**Reading text**.
┄┄┄┄┄┄┄┄┄┄┄┄┄┄┄┄┄┄┄┄

We Must Speak Boldly – Physicists Coalition for Nuclear Threat Reduction is a reflection on current nuclear dangers and a call from scientists for more education and collective action to help address them. The Coalition was founded at SGS in 2019 and works for fulfillment of the long-standing international obligation to achieve nuclear disarmament.
Eight infographic panels by SGS are also on view. Installed along the gallery walls, they provide up-to-date information on the risks of nuclear weapons and nuclear materials, the local and global long-term effects of nuclear weapon use, the US nuclear weapons modernization plan and its expected costs, and current disarmament efforts, including the 2017 UN Treaty on the Prohibition of Nuclear Weapons.
Credits
the bomb (TRT: 60 mins) is created by Smriti Keshari & Eric Schlosser; Film by Kevin Ford, Smriti Keshari & Eric Schlosser; Installation Design: Ben Kreukniet; Music: The Acid; Art Director: Stanley Donwood; Animation: The Kingdom of Ludd; Installation Technical Lead: Adam Paikowsky, Greenhouse Media, Doug Hock; Installation Producer: Cherefawn Chang.
Plan A (TRT: 4 mins) is developed by Alex Wellerstein, Tamara Patton, Moritz Kütt, and Alex Glaser with assistance from Bruce Blair, Sharon Weiner, and Zia Mian. The sound is by Jeff Snyder.

┄┄┄┄┄┄┄┄┄┄┄┄┄┄┄┄┄┄┄┄

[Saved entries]

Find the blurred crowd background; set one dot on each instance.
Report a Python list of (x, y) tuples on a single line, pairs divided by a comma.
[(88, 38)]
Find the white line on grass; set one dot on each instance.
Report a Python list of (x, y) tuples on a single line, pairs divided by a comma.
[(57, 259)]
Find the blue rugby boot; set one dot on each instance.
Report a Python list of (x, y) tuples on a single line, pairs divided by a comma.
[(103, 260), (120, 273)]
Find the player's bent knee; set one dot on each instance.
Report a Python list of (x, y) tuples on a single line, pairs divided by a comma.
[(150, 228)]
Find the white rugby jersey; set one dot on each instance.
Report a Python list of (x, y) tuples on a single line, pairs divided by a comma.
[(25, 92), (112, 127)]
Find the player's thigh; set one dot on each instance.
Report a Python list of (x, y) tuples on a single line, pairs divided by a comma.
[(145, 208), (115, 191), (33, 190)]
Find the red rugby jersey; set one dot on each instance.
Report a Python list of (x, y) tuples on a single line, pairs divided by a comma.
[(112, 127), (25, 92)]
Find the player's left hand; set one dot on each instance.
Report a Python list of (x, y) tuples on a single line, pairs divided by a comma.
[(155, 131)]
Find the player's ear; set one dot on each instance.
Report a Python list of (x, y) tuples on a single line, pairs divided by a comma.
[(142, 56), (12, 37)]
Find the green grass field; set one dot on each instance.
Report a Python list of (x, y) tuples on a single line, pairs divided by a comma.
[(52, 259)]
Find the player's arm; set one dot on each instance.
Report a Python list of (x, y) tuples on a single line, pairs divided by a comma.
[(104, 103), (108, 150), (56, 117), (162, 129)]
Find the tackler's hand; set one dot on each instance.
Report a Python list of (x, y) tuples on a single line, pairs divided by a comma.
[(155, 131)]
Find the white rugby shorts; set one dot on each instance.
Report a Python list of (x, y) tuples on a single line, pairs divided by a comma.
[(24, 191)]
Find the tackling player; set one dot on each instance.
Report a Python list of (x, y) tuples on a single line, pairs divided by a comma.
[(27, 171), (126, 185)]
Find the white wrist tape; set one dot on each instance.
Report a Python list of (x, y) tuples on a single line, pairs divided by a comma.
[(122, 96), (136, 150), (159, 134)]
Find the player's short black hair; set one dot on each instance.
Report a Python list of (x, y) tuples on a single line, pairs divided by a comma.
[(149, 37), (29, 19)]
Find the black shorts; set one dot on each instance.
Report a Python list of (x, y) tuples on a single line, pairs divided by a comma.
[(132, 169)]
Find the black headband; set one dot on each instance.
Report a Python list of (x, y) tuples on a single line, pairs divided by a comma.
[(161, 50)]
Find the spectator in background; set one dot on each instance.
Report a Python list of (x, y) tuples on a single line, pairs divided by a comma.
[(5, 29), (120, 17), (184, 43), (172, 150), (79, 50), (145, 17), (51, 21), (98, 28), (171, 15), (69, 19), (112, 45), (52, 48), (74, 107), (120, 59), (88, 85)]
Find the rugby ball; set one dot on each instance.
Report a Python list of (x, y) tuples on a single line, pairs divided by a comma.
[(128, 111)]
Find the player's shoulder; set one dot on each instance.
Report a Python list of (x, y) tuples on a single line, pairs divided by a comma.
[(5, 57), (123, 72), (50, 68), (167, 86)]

┄┄┄┄┄┄┄┄┄┄┄┄┄┄┄┄┄┄┄┄

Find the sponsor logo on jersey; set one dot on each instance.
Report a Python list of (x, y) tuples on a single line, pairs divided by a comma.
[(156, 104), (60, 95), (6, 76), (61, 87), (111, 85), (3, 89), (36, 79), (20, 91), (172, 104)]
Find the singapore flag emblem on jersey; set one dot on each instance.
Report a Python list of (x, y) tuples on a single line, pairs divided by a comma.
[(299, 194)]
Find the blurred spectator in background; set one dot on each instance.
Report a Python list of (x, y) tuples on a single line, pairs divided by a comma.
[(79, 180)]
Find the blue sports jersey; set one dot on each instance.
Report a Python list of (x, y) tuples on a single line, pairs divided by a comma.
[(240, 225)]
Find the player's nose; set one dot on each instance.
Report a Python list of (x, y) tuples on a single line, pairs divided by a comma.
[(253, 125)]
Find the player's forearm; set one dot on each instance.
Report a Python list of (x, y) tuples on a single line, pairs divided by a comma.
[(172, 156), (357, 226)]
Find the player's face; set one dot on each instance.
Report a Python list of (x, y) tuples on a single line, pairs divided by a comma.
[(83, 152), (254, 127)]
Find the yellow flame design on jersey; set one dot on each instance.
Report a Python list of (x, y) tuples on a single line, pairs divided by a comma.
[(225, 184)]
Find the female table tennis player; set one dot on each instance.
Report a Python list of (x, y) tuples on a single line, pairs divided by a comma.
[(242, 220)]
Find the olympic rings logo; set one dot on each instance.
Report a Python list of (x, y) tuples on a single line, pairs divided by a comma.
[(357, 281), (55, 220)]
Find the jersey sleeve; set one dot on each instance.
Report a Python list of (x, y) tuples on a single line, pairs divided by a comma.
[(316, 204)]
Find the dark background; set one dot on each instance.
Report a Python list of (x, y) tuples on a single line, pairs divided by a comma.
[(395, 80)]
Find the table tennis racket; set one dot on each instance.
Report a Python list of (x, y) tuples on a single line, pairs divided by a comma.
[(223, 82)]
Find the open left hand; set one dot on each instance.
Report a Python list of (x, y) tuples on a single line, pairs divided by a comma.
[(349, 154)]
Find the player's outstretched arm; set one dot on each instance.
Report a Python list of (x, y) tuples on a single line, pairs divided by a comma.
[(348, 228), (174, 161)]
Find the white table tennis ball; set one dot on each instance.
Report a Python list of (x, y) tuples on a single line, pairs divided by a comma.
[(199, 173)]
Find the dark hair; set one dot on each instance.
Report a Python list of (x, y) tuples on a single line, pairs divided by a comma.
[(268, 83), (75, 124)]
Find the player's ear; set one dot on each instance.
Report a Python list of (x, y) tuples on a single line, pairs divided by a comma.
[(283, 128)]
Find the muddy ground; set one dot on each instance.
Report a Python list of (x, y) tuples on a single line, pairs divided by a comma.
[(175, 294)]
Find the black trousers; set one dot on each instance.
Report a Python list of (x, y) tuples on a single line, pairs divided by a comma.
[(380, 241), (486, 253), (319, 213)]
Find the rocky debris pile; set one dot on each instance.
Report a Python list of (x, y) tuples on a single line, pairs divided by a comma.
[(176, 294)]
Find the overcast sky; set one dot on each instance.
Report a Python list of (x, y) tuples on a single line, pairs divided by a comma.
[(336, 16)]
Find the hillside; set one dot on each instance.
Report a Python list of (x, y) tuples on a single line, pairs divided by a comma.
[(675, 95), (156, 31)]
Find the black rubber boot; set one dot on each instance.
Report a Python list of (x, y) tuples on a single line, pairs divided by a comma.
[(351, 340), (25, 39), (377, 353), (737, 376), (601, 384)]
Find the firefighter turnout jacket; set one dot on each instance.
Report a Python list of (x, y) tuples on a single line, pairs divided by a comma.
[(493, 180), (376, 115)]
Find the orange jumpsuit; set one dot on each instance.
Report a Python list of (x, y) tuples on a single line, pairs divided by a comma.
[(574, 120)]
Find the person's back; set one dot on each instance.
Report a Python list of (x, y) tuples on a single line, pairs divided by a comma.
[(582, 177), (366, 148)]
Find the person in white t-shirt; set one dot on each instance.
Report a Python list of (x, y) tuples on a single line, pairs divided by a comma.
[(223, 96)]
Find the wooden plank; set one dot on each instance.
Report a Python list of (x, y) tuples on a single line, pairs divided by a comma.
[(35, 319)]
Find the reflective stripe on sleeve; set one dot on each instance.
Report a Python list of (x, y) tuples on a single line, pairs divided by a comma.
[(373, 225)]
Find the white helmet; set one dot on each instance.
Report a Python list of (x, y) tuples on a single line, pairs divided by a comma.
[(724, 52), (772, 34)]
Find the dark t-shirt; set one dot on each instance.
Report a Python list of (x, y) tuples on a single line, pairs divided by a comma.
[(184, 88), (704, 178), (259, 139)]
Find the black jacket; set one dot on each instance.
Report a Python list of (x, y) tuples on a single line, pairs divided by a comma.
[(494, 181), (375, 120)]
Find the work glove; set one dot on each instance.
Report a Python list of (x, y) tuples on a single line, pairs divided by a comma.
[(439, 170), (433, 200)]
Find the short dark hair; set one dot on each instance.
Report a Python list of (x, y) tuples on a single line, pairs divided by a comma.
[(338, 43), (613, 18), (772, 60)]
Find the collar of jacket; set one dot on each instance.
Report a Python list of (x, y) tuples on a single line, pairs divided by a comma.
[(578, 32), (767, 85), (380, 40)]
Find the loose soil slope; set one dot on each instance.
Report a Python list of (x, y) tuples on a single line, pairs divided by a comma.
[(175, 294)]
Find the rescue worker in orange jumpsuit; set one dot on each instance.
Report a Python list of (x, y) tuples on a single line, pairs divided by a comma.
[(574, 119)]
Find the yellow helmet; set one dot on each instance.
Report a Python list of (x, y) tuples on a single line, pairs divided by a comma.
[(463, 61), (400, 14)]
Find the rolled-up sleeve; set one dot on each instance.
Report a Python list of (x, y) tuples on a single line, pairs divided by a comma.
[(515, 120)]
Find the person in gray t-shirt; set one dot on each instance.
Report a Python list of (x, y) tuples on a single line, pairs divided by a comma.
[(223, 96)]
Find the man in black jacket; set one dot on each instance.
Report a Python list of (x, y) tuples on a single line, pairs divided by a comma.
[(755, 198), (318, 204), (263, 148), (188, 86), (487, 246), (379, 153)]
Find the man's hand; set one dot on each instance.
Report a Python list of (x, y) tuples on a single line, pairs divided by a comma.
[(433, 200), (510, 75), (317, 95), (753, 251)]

┄┄┄┄┄┄┄┄┄┄┄┄┄┄┄┄┄┄┄┄

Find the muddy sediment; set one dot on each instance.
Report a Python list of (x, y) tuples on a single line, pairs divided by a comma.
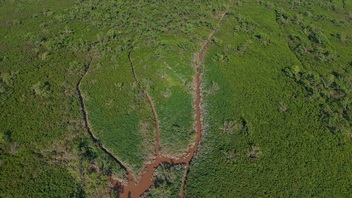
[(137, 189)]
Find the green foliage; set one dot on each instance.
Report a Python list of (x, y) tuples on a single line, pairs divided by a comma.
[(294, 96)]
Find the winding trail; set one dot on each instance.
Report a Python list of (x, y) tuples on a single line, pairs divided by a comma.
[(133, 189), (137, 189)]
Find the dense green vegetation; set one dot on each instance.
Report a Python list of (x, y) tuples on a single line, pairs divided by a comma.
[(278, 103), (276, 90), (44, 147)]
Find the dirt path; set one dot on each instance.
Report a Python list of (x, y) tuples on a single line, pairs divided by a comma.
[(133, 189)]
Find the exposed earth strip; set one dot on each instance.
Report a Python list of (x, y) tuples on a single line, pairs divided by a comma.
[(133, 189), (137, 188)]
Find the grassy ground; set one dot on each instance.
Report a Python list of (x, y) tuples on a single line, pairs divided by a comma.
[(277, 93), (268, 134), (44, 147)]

┄┄┄┄┄┄┄┄┄┄┄┄┄┄┄┄┄┄┄┄

**How to complete this task**. Set down the part of the exhibition text from "Plan A (TRT: 4" through "by Jeff Snyder." word for word. The data has no connection to the exhibition text.

**Written solution**.
Plan A (TRT: 4 mins) is developed by Alex Wellerstein, Tamara Patton, Moritz Kütt, and Alex Glaser with assistance from Bruce Blair, Sharon Weiner, and Zia Mian. The sound is by Jeff Snyder.